Images of Desire, Historical Collage, and Theater of Heterotopia


By Gan Ting


Introduction: The Prelude to the Deicide of Images


“Where is the giant Goliath now?” cried the young shepherd David, clad in resplendent pink, standing tall amidst the surrounding Philistines. He vowed that he had slain lions and bears, and those who mocked the God of Zion would perish like lions and bears that day! With a bent knee and a reverse grip, his sling was aimed at the bronze-armored giant Goliath within range. The cloth strap tensed, the moment was critical. It was a moment full of temptation, a prototypical moment of historical victory or negation. Thus, Goliath’s head was replaced by that of Karl Marx. In this narrative long scroll from the Renaissance period, which revisits the biblical story, amidst the classical grandeur of golden hinges and glowing rivers, typical images from the early rise of capitalist consumer society—vintage cars from 1960s and 70s films and advertisements, and middle-class men and women in swimwear—slid into the bottom of the scroll. They participated in and witnessed the slaying of Marx, the challenger of modern capitalism, along with the decapitation of the grand theory and critical spirit he symbolized.


When we grasp the logical implications and inspirations of Zhang Zhaoying’s image games in his work Warrior—The Pledge, we understand that his meticulous investigation, appropriation, collage, and theatrically arranged images are not merely attempts at an aesthetic and method of absurd theater achievable in painting. More importantly, he is consciously recording and constructing a contemporary reality—the implosion of images, the dissolution of meaning in media, and the flattening of history from depth and complexity into fragmented images and symbols. History, once a continuous process full of cause and effect, suffering, struggle, and meaning, is reduced to a dimension of juxtaposed moments and surfaces. Beyond this, he further employs this complicit strategy to create vast, profound heterogeneous spaces within the picture—an accessible theater of heterotopia. With various incompatible bizarrerie, he thrusts the contemporary frenzied visual structure into our faces, marking with innocence and ambition the lingering of history in reality through play, in an effort to bridge the transmission of history as he perceives it.

TASK PROMPT →
According to the essay on Zhang Zhaoying, whose head replaces Goliath's in Warrior—The Pledge? None of the lines are needed here.

SUPPLIED ENTRIES →

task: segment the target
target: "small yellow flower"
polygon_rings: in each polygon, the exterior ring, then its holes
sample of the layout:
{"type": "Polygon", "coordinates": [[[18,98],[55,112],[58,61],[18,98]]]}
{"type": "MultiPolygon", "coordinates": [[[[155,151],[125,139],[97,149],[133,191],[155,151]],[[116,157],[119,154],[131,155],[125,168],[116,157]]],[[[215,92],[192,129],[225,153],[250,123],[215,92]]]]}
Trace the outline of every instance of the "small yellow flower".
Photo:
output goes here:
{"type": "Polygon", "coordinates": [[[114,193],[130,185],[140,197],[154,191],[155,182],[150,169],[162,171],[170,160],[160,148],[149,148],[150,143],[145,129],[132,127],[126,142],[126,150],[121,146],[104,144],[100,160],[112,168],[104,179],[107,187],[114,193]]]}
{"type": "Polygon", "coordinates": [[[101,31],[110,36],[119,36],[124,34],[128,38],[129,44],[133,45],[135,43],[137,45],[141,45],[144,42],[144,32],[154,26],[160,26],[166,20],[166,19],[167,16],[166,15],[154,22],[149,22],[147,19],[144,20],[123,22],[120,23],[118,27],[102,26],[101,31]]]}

TASK SOLUTION →
Karl Marx's head replaces Goliath's.